:: Material for this task ::
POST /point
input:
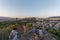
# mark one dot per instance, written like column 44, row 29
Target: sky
column 29, row 8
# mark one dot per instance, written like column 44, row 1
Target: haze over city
column 29, row 8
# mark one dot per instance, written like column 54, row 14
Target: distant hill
column 6, row 19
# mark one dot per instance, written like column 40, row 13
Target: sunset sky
column 29, row 8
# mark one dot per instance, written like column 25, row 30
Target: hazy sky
column 29, row 8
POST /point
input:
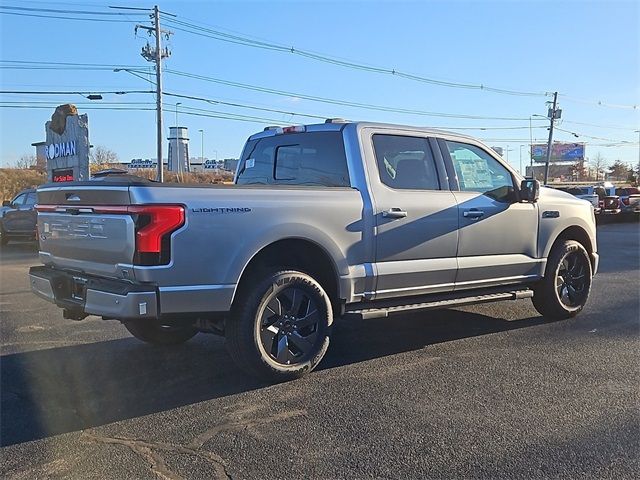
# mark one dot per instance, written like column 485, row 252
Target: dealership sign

:: Problem requirements ::
Lines with "instance" in the listing above: state how many there are, and nothing else.

:: Output for this task ::
6